Why some popular estimates exaggerate capital outflows
In comparison, a popular estimation method would be taking the difference of change in FX purchase position and current account balance and net FDI. However, as we pointed out in our previous reports, this measure could significantly exaggerate the magnitude of capital outflows when the market expects RMB depreciation. This is because: (1) it fails to take into account the impact of currency choices for trade settlement with RMB trade settlement facilities on FX purchase and FX reserves, which could in turn lead to overestimation of capital outflow. More foreign exporters would demand USD payment while foreign importers may pay for goods with RMB, resulting in lower FX purchases; and (2) it overlooks the increase in domestic banks and other institutions’ FX holdings, which will lead to a drop in FX purchases without capital flowing across the border.
Capital flow indications
To gauge capital flow momentum on a high-frequency basis, we could monitor the following two sets of data for some clues. First, we could track the trend of CNY/USD appreciation/depreciation expectations and USD strength. When CNY/USD depreciation expectation rises or USD strengthens, there will likely be more pressures on capital outflows if other macro factors remain relatively stable.
Second, RMB asset performances matter too. While a complete data set on cross-border portfolio investment is not available, we could watch net inflows/outflows under the Shanghai-HK stock connect for some indication of portfolio investment sentiment.
 - source Bank of America Merrill Lynch
Emerging Markets including China are in an hypertonic situation, therefore the tendency is for capital to flow out. In conjunction with capital outflows from exposed "macro tourists" playing the carry trade for too long, the recent price action in US High Yield and the convexity risk we warned about as well as the CCC bucket being the credit canary are all indicative of the murderous proficiency of "Mack the Knife" (King Dollar + positive real US interest rates).

  • High Yield and the scary CCC credit canary
Of course we were way in advance in sounding a warning on that subject in our conversation "The False Alarm" in October 2013 where we stated:
"If we take CCC Default Rate Cyclicality as an early indicative of a shorter credit cycle, then it is the rating bucket to watch going forward
Why the CCC bucket? Because there has been this time around a very high percentage of CCC rated issuers accessing the primary market in High Yield.
A rise in defaults would likely be the consequences of a deterioration in credit availability. Credit ratings are in fact a lagging indicator." - source Macronomics
We will re-iterate our 2013 advice for credit investors, watch CCC default rate going forward. Because it matters, more and more.

EXERCISES TO COMPLETE »
a - Copy the stretch of the capital outflows passage from "Second, RMB asset" through "US interest rates).", word for word.
b - According to the capital outflows passage, what can be watched to get a sense of portfolio investment sentiment?
c - Pick up the capital outflows passage after its final sentence and write on from there.

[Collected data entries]
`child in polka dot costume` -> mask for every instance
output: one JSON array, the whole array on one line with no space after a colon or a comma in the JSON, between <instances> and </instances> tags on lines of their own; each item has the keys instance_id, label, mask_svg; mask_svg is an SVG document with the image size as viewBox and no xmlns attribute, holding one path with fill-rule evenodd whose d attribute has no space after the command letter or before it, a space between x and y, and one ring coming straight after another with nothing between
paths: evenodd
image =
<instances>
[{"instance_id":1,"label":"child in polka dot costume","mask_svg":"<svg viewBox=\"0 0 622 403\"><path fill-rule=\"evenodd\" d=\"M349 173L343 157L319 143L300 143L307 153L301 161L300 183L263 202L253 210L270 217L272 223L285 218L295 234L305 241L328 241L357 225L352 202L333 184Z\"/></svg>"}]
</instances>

* * *

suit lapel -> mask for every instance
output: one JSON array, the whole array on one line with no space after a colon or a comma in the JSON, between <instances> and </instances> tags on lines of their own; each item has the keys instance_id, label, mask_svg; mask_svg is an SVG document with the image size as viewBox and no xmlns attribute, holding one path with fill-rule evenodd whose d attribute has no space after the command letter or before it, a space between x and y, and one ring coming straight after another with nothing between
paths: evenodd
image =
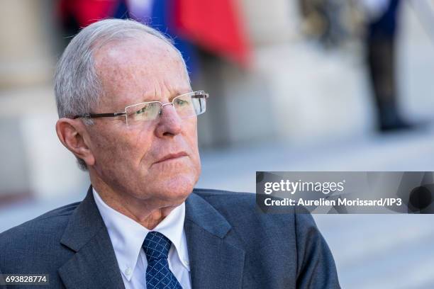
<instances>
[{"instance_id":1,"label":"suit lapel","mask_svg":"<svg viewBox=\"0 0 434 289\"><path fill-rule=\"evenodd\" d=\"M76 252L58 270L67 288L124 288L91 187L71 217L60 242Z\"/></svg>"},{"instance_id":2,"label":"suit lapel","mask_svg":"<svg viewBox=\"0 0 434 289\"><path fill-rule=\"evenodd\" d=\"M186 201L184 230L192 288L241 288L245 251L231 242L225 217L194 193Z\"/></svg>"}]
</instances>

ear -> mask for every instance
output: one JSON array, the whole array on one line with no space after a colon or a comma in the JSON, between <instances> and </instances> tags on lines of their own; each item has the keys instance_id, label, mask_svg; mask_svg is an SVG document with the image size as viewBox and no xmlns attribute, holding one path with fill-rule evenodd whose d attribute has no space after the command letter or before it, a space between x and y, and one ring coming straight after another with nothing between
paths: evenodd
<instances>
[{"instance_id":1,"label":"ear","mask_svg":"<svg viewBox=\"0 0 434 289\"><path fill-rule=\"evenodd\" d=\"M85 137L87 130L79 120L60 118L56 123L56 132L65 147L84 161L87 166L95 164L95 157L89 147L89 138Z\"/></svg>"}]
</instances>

ANSWERS PROVIDED »
a -
Second, RMB asset performances matter too. While a complete data set on cross-border portfolio investment is not available, we could watch net inflows/outflows under the Shanghai-HK stock connect for some indication of portfolio investment sentiment.
 - source Bank of America Merrill Lynch
Emerging Markets including China are in an hypertonic situation, therefore the tendency is for capital to flow out. In conjunction with capital outflows from exposed "macro tourists" playing the carry trade for too long, the recent price action in US High Yield and the convexity risk we warned about as well as the CCC bucket being the credit canary are all indicative of the murderous proficiency of "Mack the Knife" (King Dollar + positive real US interest rates).

b - Net inflows/outflows under the Shanghai-HK stock connect.

c -
Our cause for concerns has been validated recently given the on-going sell-off in the US High Yield bond markets. On that subject we read with interest UBS's take in their Global Credit Comment from the 27th of July entitled "The scary reality":
"High yield: The scary reality
The current sell-off in US high yield bond market appears controlled based on the consistent but moderate declines in daily cash bond index prices, but underneath the hood several participants are characterizing the price action as carnage. At an index level the average HY bond has fallen about 2 points week-over-week, but index data is notoriously stale and lagging; there are numerous examples of issues down 5, 7 or 10 points on light volumes despite no direct exposure to commodity prices and no material firm specific news. In our view, recent market behavior has exposed several hidden fragilities in the market ecosystem.
First, too many investors were overweight heading into the sell-off, in particular in the energy complex. The plunge in oil and commodity prices following the Iran deal and Chinese demand fears has intensified the potential fundamental stress in resource related sectors, and this outcome was not anticipated by the consensus. Anecdotally we've heard several credit funds have raised cash balances, but there are two problems with this thesis: one, the rise is arguably structural as outflow risks rise in an environment of tighter monetary policy, rising credit risks and lackluster performance. Two, many of those who raised cash we believe added beta to continue producing above-benchmark returns and limit tracking error. This strategy fails in a decompression scenario where low quality and illiquid credit underperforms.
Second, the sensitivity of energy firms to oil prices is not linear anymore- at depressed levels what would be considered 'normal' levels of commodity price volatility can have outsized effects on fundamentals and market prices. Simply put, the risk symmetry in stressed sectors is to the downside for bondholders. The rub is central bank quantitative easing drove traditional investors seeking mid-to-high single digit yields out of investment grade/ crossover credit into high yield, loan and emerging market debt to satisfy yield bogeys. The problem, however, is some of the tourists underappreciate the exponential loss and mark-to-market functions for low quality high yield assets. As we have noted previously when the credit cycle turns annual triple C default rates can surge from 5% to 30% while average triple C prices can fall into the $40 - $50 range (versus $83 currently) - especially given expected recoveries average in the $20 - $25 context. The scary reality is those investors in triple Cs are seeking high single digit returns when they are likely to end up with negative total returns over the next several years (if our view of the credit cycle proves correct).
Third, the perceived illiquidity in the marketplace at present is due not only to seasonal and month-end effects as well as regulation; the phenomenon also has its roots in uncertainty bred on information gaps and asymmetry. It is well known that the overall HY market has doubled in size; sectors that witnessed more buoyant issuance in recent years like energy and metals mining have seen debt outstanding triple or quadruple. And the number of new names and issues has grown a commensurate amount. The reality is that resources in many segments of the market have not kept up.
Simply put, the growth of the credit markets have not been matched by the addition of research resources (e.g., credit analysts) in many of the silos. Global banks are an obvious example, but a quick graph of employee growth across US banks, brokers, asset managers and rating agency types illustrates the reality that some investors have not added the resources necessary to do the fundamental credit work for today's bloated HY market (Figure 1).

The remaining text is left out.